**TASK INSTRUCTIONS:** Your answer must be an exact copy of the records below, with every picture left out.

**SUPPLIED DATA:**

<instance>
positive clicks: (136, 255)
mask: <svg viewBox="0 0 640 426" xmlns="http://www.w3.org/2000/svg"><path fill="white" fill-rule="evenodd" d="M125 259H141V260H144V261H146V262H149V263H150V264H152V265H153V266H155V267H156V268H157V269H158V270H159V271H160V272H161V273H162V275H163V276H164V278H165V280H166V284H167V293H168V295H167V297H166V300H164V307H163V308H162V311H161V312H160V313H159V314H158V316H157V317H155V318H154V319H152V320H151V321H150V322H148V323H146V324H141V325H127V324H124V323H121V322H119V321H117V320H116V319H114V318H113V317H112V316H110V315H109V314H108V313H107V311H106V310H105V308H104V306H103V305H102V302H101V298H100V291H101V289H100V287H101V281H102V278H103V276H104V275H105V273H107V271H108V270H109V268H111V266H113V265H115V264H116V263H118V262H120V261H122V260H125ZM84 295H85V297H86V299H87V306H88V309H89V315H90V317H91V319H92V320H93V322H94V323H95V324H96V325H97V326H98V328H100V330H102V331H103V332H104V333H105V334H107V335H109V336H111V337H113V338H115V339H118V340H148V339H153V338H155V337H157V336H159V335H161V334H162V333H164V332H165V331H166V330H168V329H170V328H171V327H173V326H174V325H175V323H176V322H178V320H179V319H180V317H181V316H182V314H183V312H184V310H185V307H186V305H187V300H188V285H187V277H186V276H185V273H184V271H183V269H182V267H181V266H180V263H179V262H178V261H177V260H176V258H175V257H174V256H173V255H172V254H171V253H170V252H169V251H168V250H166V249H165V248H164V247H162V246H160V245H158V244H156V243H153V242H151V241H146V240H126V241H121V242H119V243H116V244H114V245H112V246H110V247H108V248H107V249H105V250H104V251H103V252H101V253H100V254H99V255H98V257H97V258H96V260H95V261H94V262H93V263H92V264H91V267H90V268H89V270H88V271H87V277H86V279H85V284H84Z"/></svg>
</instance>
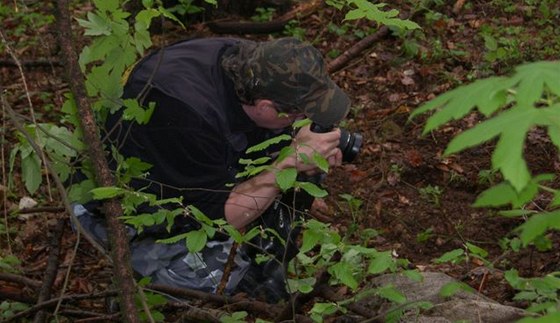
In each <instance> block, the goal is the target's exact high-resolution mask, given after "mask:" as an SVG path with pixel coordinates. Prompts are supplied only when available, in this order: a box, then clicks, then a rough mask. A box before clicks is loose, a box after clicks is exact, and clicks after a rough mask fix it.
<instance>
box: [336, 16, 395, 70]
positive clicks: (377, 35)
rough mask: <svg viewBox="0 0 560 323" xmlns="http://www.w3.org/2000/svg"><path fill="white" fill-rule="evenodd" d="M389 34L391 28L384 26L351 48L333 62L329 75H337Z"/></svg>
mask: <svg viewBox="0 0 560 323" xmlns="http://www.w3.org/2000/svg"><path fill="white" fill-rule="evenodd" d="M388 34H389V28H388V27H387V26H382V27H381V28H379V30H378V31H377V32H375V33H373V34H371V35H369V36H367V37H366V38H364V39H362V40H360V41H359V42H357V43H356V44H355V45H354V46H352V47H350V48H349V49H348V50H346V51H345V52H344V53H342V55H340V56H338V57H337V58H335V59H334V60H332V61H331V62H330V63H329V64H328V65H327V71H328V72H329V73H335V72H338V71H339V70H341V69H342V67H344V66H345V65H346V64H348V62H349V61H351V60H353V59H354V58H356V57H358V56H359V55H360V54H361V53H362V52H363V51H364V50H366V49H367V48H369V47H371V45H372V44H373V43H375V42H377V41H378V40H380V39H381V38H383V37H385V36H387V35H388Z"/></svg>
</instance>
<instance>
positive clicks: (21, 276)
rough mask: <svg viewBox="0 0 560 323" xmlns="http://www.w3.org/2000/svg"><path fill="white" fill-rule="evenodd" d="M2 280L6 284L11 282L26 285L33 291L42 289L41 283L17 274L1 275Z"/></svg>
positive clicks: (35, 280)
mask: <svg viewBox="0 0 560 323" xmlns="http://www.w3.org/2000/svg"><path fill="white" fill-rule="evenodd" d="M0 280H1V281H5V282H10V283H16V284H20V285H25V286H27V287H31V288H33V289H37V288H40V287H41V282H40V281H37V280H33V279H29V278H27V277H25V276H20V275H16V274H9V273H0Z"/></svg>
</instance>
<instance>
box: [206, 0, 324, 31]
mask: <svg viewBox="0 0 560 323" xmlns="http://www.w3.org/2000/svg"><path fill="white" fill-rule="evenodd" d="M321 3H322V1H319V0H312V1H307V2H303V4H302V5H299V6H297V7H296V8H295V9H293V10H291V11H290V12H288V13H286V14H284V15H282V16H280V17H278V18H277V19H275V20H274V21H267V22H243V21H231V20H229V19H227V20H214V21H210V22H208V23H207V24H206V25H207V26H208V28H210V30H211V31H212V32H213V33H216V34H269V33H275V32H280V31H282V30H284V27H285V26H286V25H287V24H288V22H290V20H294V19H302V18H304V17H307V16H309V15H310V14H312V13H313V12H315V10H316V9H317V8H318V7H319V5H321Z"/></svg>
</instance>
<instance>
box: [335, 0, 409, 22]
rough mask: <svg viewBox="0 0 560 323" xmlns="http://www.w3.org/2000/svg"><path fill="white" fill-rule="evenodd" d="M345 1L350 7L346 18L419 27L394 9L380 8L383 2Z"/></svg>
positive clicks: (385, 5)
mask: <svg viewBox="0 0 560 323" xmlns="http://www.w3.org/2000/svg"><path fill="white" fill-rule="evenodd" d="M327 3H328V1H327ZM346 3H347V4H348V5H349V6H350V7H351V8H352V9H351V10H350V11H349V12H348V13H347V14H346V16H345V19H346V20H356V19H363V18H366V19H368V20H371V21H376V22H378V23H380V24H382V25H389V26H395V27H398V28H402V29H416V28H420V26H418V24H416V23H415V22H412V21H410V20H403V19H400V18H398V14H399V12H398V11H397V10H395V9H392V10H387V11H384V10H382V9H383V7H385V6H386V4H385V3H379V4H373V3H371V2H369V1H367V0H347V1H346Z"/></svg>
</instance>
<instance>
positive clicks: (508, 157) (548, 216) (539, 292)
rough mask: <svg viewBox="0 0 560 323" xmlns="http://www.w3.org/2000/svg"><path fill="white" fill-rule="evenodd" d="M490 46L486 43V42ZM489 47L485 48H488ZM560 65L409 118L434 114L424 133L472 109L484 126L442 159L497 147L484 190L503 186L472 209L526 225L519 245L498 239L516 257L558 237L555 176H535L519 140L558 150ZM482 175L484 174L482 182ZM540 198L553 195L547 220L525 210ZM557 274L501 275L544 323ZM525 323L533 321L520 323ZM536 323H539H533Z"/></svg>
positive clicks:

**YOUR SOLUTION:**
<instance>
positive clicks: (136, 255)
mask: <svg viewBox="0 0 640 426" xmlns="http://www.w3.org/2000/svg"><path fill="white" fill-rule="evenodd" d="M125 259H141V260H144V261H146V262H149V263H150V264H152V265H153V266H155V267H156V268H157V269H158V270H159V271H160V272H161V273H162V275H163V276H164V278H165V280H166V284H167V293H168V295H167V297H166V300H164V307H163V308H162V311H161V312H160V313H159V314H158V316H157V317H155V318H154V319H152V320H151V321H150V322H148V323H146V324H141V325H127V324H124V323H121V322H119V321H117V320H116V319H114V318H113V317H112V316H110V315H109V314H108V313H107V311H106V310H105V308H104V306H103V305H102V302H101V298H100V291H101V289H100V287H101V281H102V278H103V276H104V275H105V273H107V271H108V270H109V268H111V266H113V265H115V264H116V263H118V262H120V261H122V260H125ZM84 295H85V297H86V299H87V306H88V309H89V315H90V317H91V319H92V320H93V322H94V323H95V324H96V325H97V326H98V328H100V330H102V331H103V332H104V333H105V334H107V335H109V336H111V337H113V338H115V339H118V340H148V339H153V338H155V337H157V336H159V335H161V334H162V333H164V332H165V331H166V330H168V329H170V328H171V327H173V326H174V325H175V323H176V322H178V320H179V319H180V317H181V316H182V314H183V312H184V310H185V307H186V305H187V300H188V285H187V277H186V276H185V273H184V271H183V269H182V267H181V266H180V263H179V262H178V261H177V260H176V258H175V257H174V256H173V255H172V254H171V253H170V252H169V251H168V250H166V249H165V248H164V247H162V246H160V245H158V244H156V243H153V242H151V241H146V240H126V241H121V242H119V243H116V244H114V245H112V246H110V247H108V248H107V249H105V250H104V251H103V252H101V253H100V254H99V255H98V257H97V258H96V260H95V261H94V262H93V263H92V264H91V267H90V268H89V270H88V271H87V277H86V279H85V284H84Z"/></svg>
</instance>
In each <instance> block, the goal is the target's exact high-resolution mask, given after "mask:" as an SVG path with pixel coordinates. Prompts are supplied only when available, in this order: a box, then clicks, then a rough mask. A box before clicks is loose, a box after clicks is exact, and clicks after a rough mask fix it.
<instance>
box: [336, 16, 395, 70]
positive clicks: (377, 35)
rough mask: <svg viewBox="0 0 560 323" xmlns="http://www.w3.org/2000/svg"><path fill="white" fill-rule="evenodd" d="M389 34L391 28L384 26L351 48L333 62L329 75H337Z"/></svg>
mask: <svg viewBox="0 0 560 323" xmlns="http://www.w3.org/2000/svg"><path fill="white" fill-rule="evenodd" d="M388 34H389V28H388V27H387V26H382V27H381V28H379V30H378V31H377V32H375V33H373V34H371V35H369V36H367V37H366V38H364V39H362V40H360V41H359V42H357V43H356V44H355V45H354V46H352V47H350V48H349V49H348V50H346V51H345V52H344V53H342V55H340V56H338V57H337V58H335V59H334V60H332V61H331V62H330V63H329V64H328V65H327V71H328V72H329V73H335V72H338V71H339V70H341V69H342V67H344V66H345V65H346V64H348V62H349V61H351V60H353V59H354V58H356V57H358V56H359V55H360V54H361V53H362V52H363V51H364V50H366V49H367V48H369V47H371V45H372V44H373V43H375V42H377V41H378V40H380V39H381V38H383V37H385V36H387V35H388Z"/></svg>
</instance>
<instance>
positive clicks: (21, 276)
rough mask: <svg viewBox="0 0 560 323" xmlns="http://www.w3.org/2000/svg"><path fill="white" fill-rule="evenodd" d="M2 280L6 284L11 282L26 285L33 291L42 289L41 283L17 274L1 275Z"/></svg>
positive clicks: (35, 280)
mask: <svg viewBox="0 0 560 323" xmlns="http://www.w3.org/2000/svg"><path fill="white" fill-rule="evenodd" d="M0 280H1V281H5V282H10V283H16V284H20V285H25V286H27V287H31V288H33V289H37V288H40V287H41V282H40V281H37V280H33V279H29V278H27V277H25V276H20V275H16V274H9V273H0Z"/></svg>
</instance>
<instance>
box: [206, 0, 324, 31]
mask: <svg viewBox="0 0 560 323" xmlns="http://www.w3.org/2000/svg"><path fill="white" fill-rule="evenodd" d="M321 3H322V1H319V0H312V1H307V2H303V4H302V5H299V6H297V7H296V8H295V9H293V10H291V11H290V12H288V13H286V14H284V15H282V16H280V17H278V18H277V19H275V20H274V21H267V22H243V21H231V20H229V19H227V20H214V21H210V22H208V23H207V24H206V25H207V26H208V28H210V30H211V31H212V32H213V33H216V34H269V33H275V32H280V31H282V30H284V27H285V26H286V25H287V24H288V22H290V20H294V19H302V18H304V17H307V16H309V15H310V14H312V13H313V12H315V10H316V9H317V8H318V7H319V5H321Z"/></svg>
</instance>
<instance>
box: [335, 0, 409, 22]
rough mask: <svg viewBox="0 0 560 323" xmlns="http://www.w3.org/2000/svg"><path fill="white" fill-rule="evenodd" d="M345 1L350 7L346 18L419 27L394 9L380 8L383 2Z"/></svg>
positive clicks: (385, 5)
mask: <svg viewBox="0 0 560 323" xmlns="http://www.w3.org/2000/svg"><path fill="white" fill-rule="evenodd" d="M327 3H328V1H327ZM346 3H347V4H348V5H349V6H350V7H351V8H352V9H351V10H350V11H349V12H348V13H347V14H346V16H345V19H346V20H356V19H363V18H366V19H368V20H371V21H376V22H378V23H380V24H382V25H389V26H395V27H398V28H402V29H416V28H420V26H418V24H416V23H415V22H412V21H410V20H403V19H400V18H398V14H399V12H398V11H397V10H395V9H392V10H387V11H384V10H382V9H383V7H385V6H386V4H385V3H379V4H373V3H371V2H369V1H367V0H347V1H346Z"/></svg>
</instance>
<instance>
positive clicks: (508, 157) (548, 216) (539, 292)
rough mask: <svg viewBox="0 0 560 323" xmlns="http://www.w3.org/2000/svg"><path fill="white" fill-rule="evenodd" d="M490 46L486 43V42ZM489 47L485 48H488ZM560 65L409 118L434 114L424 133L472 109L484 126L442 159L497 147L484 190L503 186L472 209L526 225L519 245L498 239L516 257L558 237L555 176H535L519 140L558 150ZM482 175L484 174L482 182ZM540 198L553 195L547 220L525 210ZM557 274L501 275L544 323ZM525 323L533 321L520 323ZM536 323H539H533Z"/></svg>
positive clicks:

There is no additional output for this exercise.